TASK PROMPT -
In the news item about New York City's free condom program, how many condoms has the city distributed each month since the Free Condom Initiative began?

NEW YORK: "New York to Put Its Stamp on Condom Giveaway" Los Angeles Times (02.15.06):: Ellen Barry
The New York City Department of Health and Mental Hygiene announced recently that it is planning to develop memorable packaging for condoms to help its free condom program track distribution. Since June 2005, when Health Commissioner Thomas Frieden launched the Free Condom Initiative to help prevent HIV/STDs, the city has distributed 1 million condoms a month. However, the generically packaged condoms are hard for clinicians to track in order to gauge the program's efficacy. "We wanted to develop condom packaging that was noticeable and memorable so that we can later track the effectiveness of our distribution. We also aim to use the packaging to promote condom use and awareness," said department spokesperson Sandra Mullin.

STUDY MATERIAL -
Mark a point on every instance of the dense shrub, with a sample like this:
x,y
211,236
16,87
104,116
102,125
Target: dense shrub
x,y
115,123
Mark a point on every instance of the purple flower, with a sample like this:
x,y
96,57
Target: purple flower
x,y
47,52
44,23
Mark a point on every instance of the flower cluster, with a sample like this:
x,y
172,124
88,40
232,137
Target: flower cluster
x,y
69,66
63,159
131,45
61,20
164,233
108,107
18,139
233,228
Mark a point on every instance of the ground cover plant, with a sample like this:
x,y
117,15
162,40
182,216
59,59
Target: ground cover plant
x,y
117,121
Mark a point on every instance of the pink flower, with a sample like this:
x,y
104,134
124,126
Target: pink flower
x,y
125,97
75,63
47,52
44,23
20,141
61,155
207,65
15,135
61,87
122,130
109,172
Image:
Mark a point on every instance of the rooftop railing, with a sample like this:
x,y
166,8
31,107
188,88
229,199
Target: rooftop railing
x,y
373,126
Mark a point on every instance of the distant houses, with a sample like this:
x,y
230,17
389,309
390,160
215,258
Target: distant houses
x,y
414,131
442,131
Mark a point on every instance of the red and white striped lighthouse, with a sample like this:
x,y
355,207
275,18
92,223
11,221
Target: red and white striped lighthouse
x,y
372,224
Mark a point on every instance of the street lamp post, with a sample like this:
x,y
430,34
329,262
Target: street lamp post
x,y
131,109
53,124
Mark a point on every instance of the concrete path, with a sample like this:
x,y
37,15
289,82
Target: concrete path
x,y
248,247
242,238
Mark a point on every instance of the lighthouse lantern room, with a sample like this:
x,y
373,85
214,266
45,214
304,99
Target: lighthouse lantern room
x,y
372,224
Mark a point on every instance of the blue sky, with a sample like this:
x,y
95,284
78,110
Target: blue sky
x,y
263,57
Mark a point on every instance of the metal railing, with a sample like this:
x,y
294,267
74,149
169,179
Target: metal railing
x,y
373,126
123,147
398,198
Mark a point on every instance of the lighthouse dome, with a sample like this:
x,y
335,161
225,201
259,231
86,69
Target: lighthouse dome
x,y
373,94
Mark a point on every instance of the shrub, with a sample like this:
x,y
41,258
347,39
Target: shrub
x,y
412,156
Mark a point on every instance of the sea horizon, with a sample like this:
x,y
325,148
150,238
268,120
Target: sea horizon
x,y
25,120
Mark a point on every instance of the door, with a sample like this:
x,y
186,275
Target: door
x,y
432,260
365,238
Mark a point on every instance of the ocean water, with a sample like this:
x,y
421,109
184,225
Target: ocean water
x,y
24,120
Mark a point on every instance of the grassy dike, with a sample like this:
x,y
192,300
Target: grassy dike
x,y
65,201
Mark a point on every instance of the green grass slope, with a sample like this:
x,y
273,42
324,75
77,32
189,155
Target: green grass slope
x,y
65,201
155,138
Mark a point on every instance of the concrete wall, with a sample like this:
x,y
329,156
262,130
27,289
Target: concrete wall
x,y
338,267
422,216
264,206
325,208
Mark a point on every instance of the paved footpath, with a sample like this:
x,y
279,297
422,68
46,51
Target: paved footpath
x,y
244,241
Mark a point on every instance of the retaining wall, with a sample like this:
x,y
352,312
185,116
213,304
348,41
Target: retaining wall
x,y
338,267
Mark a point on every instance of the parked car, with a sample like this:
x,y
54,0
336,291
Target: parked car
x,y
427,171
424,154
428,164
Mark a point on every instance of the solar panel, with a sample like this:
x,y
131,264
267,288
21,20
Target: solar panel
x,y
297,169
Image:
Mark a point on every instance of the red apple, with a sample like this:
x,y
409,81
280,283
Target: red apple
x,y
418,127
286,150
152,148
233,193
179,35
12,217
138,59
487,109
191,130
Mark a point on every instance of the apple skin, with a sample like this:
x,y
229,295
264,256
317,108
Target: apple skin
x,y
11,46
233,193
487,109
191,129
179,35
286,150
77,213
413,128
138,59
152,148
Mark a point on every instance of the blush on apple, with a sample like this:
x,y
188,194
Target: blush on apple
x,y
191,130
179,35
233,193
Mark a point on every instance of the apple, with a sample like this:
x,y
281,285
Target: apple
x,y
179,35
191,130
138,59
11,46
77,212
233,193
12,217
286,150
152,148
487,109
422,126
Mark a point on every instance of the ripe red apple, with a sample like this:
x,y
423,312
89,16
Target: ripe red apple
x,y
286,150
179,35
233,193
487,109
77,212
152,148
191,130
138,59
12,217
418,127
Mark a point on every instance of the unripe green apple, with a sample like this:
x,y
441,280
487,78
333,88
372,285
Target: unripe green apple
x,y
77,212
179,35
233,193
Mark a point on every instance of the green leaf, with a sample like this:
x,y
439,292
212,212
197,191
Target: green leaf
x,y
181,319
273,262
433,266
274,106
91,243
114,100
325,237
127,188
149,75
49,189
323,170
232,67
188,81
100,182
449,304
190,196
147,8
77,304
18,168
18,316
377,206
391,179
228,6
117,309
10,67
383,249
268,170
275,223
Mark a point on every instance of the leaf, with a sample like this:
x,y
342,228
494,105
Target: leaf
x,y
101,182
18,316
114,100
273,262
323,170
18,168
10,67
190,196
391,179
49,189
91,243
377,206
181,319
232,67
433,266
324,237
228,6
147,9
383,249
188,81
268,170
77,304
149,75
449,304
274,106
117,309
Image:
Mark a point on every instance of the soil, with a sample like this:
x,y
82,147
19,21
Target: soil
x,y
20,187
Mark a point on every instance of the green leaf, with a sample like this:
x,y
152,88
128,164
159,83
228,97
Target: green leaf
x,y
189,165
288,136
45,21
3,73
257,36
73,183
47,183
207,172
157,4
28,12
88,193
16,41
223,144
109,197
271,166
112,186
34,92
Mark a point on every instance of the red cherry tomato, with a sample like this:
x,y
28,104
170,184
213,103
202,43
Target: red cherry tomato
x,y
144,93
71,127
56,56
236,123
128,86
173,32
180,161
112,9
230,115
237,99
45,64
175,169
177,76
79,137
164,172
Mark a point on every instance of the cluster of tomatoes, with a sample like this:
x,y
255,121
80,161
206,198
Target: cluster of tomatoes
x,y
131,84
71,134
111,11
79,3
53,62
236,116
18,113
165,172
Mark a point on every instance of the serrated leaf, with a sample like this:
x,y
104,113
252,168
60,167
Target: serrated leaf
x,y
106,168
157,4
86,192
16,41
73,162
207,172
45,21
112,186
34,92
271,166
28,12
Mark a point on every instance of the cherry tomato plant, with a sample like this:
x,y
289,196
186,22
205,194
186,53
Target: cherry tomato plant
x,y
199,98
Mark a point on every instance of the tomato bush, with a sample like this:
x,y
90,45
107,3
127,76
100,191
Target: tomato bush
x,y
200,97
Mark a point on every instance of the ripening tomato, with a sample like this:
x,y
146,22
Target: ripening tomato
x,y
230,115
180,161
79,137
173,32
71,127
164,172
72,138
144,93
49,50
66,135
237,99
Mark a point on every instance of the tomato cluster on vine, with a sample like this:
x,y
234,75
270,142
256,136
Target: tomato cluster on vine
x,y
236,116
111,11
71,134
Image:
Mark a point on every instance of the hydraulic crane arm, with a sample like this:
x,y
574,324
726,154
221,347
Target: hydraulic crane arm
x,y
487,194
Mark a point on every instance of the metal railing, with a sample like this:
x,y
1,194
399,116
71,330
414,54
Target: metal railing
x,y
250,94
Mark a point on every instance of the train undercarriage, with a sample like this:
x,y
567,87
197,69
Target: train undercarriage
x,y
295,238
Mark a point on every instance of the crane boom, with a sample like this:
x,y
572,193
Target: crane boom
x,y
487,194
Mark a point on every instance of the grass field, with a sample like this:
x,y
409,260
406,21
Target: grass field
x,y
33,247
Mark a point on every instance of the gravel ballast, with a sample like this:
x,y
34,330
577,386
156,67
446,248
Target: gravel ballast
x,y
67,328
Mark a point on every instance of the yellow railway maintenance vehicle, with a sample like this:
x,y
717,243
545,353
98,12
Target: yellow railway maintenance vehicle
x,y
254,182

OUTPUT FOR THIS EXERCISE -
1 million condoms a month.